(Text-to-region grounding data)
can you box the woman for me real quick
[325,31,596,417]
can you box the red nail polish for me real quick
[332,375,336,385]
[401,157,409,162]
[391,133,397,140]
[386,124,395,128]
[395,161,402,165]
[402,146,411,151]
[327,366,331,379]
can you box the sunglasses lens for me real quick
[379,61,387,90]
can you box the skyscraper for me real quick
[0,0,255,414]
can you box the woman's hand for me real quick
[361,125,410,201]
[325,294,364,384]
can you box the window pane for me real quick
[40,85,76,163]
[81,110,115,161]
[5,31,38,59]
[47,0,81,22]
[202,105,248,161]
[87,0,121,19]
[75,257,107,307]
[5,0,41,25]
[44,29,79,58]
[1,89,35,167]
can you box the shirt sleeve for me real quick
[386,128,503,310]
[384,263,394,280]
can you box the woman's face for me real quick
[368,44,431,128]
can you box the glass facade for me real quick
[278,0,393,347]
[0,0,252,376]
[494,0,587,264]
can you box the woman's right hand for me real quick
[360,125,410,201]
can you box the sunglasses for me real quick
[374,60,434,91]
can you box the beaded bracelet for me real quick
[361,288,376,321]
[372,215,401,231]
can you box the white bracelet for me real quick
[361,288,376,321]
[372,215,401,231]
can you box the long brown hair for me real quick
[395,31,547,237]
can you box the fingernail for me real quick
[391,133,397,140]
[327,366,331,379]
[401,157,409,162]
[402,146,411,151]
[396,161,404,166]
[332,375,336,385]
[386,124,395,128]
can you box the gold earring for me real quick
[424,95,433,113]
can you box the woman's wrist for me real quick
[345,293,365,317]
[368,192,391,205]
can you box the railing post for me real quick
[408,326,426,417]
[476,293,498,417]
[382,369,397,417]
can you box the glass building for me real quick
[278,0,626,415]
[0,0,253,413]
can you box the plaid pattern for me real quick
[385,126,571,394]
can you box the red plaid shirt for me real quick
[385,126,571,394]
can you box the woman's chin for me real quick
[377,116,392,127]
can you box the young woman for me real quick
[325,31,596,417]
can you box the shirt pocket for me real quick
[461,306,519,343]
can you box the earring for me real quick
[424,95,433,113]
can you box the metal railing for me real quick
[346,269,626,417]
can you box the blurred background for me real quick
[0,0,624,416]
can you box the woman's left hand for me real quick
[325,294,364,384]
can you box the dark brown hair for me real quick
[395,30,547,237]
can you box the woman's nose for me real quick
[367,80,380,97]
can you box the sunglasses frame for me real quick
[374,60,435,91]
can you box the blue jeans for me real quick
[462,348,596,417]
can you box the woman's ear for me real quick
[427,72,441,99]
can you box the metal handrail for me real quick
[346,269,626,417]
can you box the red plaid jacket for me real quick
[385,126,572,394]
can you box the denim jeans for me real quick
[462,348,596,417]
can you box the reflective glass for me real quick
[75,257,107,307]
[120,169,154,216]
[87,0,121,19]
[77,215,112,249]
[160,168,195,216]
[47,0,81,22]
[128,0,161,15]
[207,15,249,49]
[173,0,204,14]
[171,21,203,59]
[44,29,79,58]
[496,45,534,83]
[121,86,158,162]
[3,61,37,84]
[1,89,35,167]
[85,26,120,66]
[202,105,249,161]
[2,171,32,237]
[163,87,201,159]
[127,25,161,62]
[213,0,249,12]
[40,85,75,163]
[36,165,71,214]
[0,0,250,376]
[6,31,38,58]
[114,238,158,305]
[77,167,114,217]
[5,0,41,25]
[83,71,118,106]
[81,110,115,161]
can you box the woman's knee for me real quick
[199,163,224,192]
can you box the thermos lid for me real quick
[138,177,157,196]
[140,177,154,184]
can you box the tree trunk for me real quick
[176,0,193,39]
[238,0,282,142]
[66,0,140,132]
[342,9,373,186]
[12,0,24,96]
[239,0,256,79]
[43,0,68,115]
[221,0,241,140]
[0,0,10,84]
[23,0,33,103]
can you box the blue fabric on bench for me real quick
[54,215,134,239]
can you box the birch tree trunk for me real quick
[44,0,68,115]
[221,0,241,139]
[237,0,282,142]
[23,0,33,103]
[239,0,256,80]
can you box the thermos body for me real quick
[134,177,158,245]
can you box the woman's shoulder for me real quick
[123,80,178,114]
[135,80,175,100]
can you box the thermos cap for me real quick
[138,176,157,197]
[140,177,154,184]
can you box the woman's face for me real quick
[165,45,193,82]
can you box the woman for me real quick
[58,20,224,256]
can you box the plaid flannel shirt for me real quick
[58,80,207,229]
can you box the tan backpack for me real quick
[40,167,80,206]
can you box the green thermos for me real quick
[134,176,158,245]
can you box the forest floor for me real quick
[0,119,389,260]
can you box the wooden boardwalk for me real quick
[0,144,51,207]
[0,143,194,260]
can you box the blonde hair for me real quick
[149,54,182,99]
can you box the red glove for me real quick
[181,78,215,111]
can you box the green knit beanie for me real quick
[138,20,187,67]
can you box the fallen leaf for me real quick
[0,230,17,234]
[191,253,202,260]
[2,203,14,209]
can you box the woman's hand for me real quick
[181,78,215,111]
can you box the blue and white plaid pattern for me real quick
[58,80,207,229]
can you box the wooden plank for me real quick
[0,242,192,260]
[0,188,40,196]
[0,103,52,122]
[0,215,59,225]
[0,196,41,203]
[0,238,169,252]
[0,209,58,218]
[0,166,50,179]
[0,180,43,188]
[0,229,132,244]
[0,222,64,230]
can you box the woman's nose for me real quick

WHAT IS EXPECTED: Set the entries above down once more, exactly as they stand.

ANSWER SECTION:
can you box the woman for me real quick
[325,31,596,417]
can you box the red nail polish for me real quick
[332,375,336,385]
[401,157,409,162]
[391,133,397,140]
[386,124,395,128]
[395,161,402,165]
[402,146,411,151]
[327,366,331,379]
can you box the sunglasses lens for me real quick
[379,61,387,90]
can you box the skyscraper for me real quick
[0,0,255,414]
can you box the woman's hand for me real quick
[361,125,410,201]
[325,294,364,384]
can you box the window pane for me real quick
[40,85,76,163]
[81,110,115,161]
[5,31,38,59]
[47,0,81,22]
[202,105,248,161]
[87,0,121,19]
[75,257,107,307]
[5,0,41,25]
[44,29,79,58]
[1,89,35,167]
can you box the shirt sleeve for me real quick
[386,128,503,310]
[384,263,394,280]
can you box the woman's face for me real quick
[368,44,431,128]
can you box the glass facade for me real quick
[278,0,393,347]
[0,0,252,376]
[494,0,587,264]
can you box the woman's right hand for me real quick
[360,125,410,201]
can you box the sunglasses for me real quick
[374,60,434,91]
can you box the beaded bracelet for me real quick
[361,288,376,321]
[372,215,401,231]
can you box the white bracelet for me real quick
[361,288,376,321]
[372,215,401,231]
can you box the long brown hair for me real quick
[395,31,547,237]
can you box the fingernail for me real quick
[391,133,397,140]
[327,366,331,379]
[401,157,409,162]
[402,146,411,151]
[396,161,404,166]
[332,375,336,385]
[386,124,395,128]
can you box the gold earring for me real quick
[424,95,433,113]
can you box the woman's wrist for me real quick
[345,293,365,317]
[368,192,391,205]
can you box the railing post for me real quick
[408,326,426,417]
[476,293,498,417]
[382,369,397,417]
can you box the glass building for me real quick
[278,0,626,415]
[0,0,253,413]
can you box the plaid pattern for me real quick
[385,126,571,394]
can you box the red plaid shirt for me real quick
[385,126,571,394]
can you box the woman's chin for me real quick
[377,116,392,127]
can you box the young woman for me real quick
[325,31,596,417]
can you box the shirt pocket for me real quick
[461,306,519,343]
can you box the earring for me real quick
[424,95,433,113]
can you box the metal railing for me real quick
[346,269,626,417]
can you box the blurred background for me real quick
[0,0,624,416]
can you box the woman's left hand for me real quick
[325,294,364,384]
can you box the dark brown hair for me real quick
[395,30,547,237]
can you box the woman's nose for me real quick
[367,80,380,97]
can you box the sunglasses frame for me real quick
[374,60,435,91]
can you box the blue jeans for me real quick
[462,348,596,417]
can you box the woman's ear for me real quick
[427,72,441,99]
can you box the metal handrail for me real quick
[346,269,626,417]
can you box the red plaid jacket for me real quick
[385,126,572,394]
can you box the denim jeans for me real quick
[462,348,596,417]
can you box the reflective glass for me real quick
[75,257,107,307]
[120,169,154,216]
[87,0,121,19]
[77,215,112,249]
[160,168,195,216]
[47,0,81,22]
[128,0,161,15]
[207,15,249,49]
[173,0,204,14]
[171,21,203,59]
[44,29,79,58]
[496,45,534,83]
[121,86,158,162]
[3,61,37,84]
[1,89,35,167]
[85,26,120,66]
[202,105,249,161]
[2,171,32,237]
[163,87,201,159]
[127,25,161,62]
[213,0,249,12]
[40,85,75,163]
[36,165,71,214]
[0,0,250,376]
[6,31,38,58]
[114,238,158,305]
[77,167,114,217]
[5,0,41,25]
[83,71,118,106]
[81,110,115,161]
can you box the woman's knee for me real quick
[199,163,224,192]
can you box the thermos lid for me real quick
[138,177,157,196]
[140,177,154,184]
can you box the tree trunk for me real quick
[176,0,193,39]
[238,0,282,142]
[66,0,140,132]
[342,9,373,186]
[12,0,24,96]
[239,0,256,79]
[43,0,68,115]
[221,0,241,140]
[0,0,10,84]
[23,0,33,103]
can you box the blue fabric on bench for me real quick
[54,215,134,239]
can you box the birch tree trunk for me real quick
[44,0,68,115]
[221,0,241,139]
[237,0,282,142]
[23,0,33,103]
[239,0,256,80]
can you box the thermos body for me real quick
[134,177,158,245]
can you box the woman's shoulder for me real quick
[123,80,178,114]
[135,80,175,100]
can you box the thermos cap for me real quick
[138,176,157,197]
[140,177,154,184]
can you box the woman's face for me real quick
[165,45,193,82]
can you box the woman for me real quick
[58,20,224,256]
can you box the plaid flannel shirt for me real quick
[58,80,207,229]
can you box the tan backpack for me real quick
[40,167,80,206]
can you box the green thermos for me real quick
[134,176,158,245]
can you box the forest floor for me real quick
[0,119,389,260]
can you box the wooden boardwalk for me real quick
[0,144,51,207]
[0,143,194,260]
can you box the blonde hair for me real quick
[149,54,182,99]
can you box the red glove for me real quick
[181,78,215,111]
can you box the green knit beanie for me real quick
[138,20,187,67]
can you box the fallen leaf for me real quick
[0,230,17,234]
[191,253,202,260]
[2,203,14,209]
can you box the woman's hand for me real quick
[181,78,215,111]
can you box the blue and white plaid pattern for me real quick
[58,80,207,229]
can you box the wooden plank for me real quick
[0,242,192,260]
[0,188,40,196]
[0,103,52,122]
[0,215,59,225]
[0,196,41,203]
[0,238,169,252]
[0,209,58,218]
[0,166,50,179]
[0,180,43,188]
[0,229,132,244]
[0,222,64,230]
can you box the woman's nose for me real quick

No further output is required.